» Activity: Please restate the data below word for word, omitting all images.

─── Supplied records ───

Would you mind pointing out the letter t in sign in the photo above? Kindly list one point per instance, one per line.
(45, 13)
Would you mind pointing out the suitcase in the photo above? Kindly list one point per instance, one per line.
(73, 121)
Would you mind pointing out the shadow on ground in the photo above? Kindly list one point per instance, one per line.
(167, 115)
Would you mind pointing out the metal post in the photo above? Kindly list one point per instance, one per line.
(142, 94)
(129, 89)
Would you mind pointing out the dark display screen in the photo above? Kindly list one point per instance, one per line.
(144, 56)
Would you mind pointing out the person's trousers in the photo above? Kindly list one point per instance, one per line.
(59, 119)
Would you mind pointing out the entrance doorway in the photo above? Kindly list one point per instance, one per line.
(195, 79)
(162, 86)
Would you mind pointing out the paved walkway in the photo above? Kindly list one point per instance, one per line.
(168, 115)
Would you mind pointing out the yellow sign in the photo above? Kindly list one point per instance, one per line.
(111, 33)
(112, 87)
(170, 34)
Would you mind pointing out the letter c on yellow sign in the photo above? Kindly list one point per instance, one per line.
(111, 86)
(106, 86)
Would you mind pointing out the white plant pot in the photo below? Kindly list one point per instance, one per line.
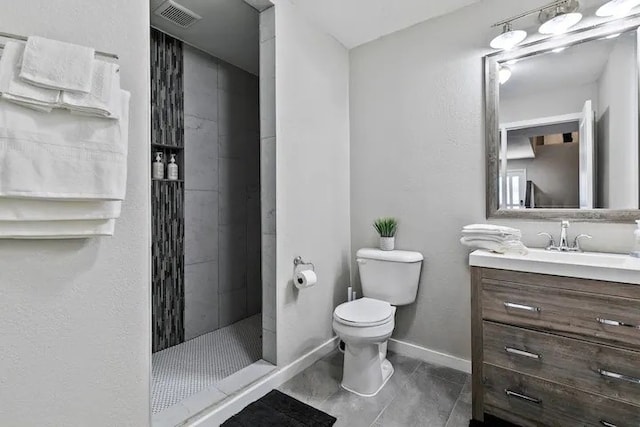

───

» Solution for this problem:
Would you mind pointing out the letter t in sign in the photo above? Kindly list one point per instance, one per line.
(45, 13)
Would you mind pointing out the suitcase in the photo above? Kindly list one point per instance, one per line.
(73, 121)
Would you mind pointing out the shadow on ground in the photo above? Kindly list one point per instance, one per line.
(167, 115)
Would you mind pointing out the metal post in the photo above? Kindly list one point per instance, one per line.
(142, 94)
(129, 89)
Would you mind pointing out the dark display screen in the photo above? Kindly list one point per instance, one per line.
(144, 56)
Would you mind pointing out the person's trousers in the photo above? Kindly list one point per instance, one per line.
(59, 119)
Would you mind pointing out the entrance doorway in the photo above? Kindly list one point per instance, one per line.
(195, 79)
(162, 86)
Would you mind pointing out the paved walkway in the photo above? Kindly list one point per instance, one per line.
(168, 115)
Would you mind pointing out the yellow sign in the photo above? Kindly list one point per instance, one per line.
(111, 33)
(112, 87)
(170, 34)
Would you mind pointing out the letter c on yellow sign in the photo above? Kindly list one point per instance, one per line.
(111, 86)
(106, 86)
Would you mind pointing out the white plant pot in the photo below? Kindly list one point per instance, one per line.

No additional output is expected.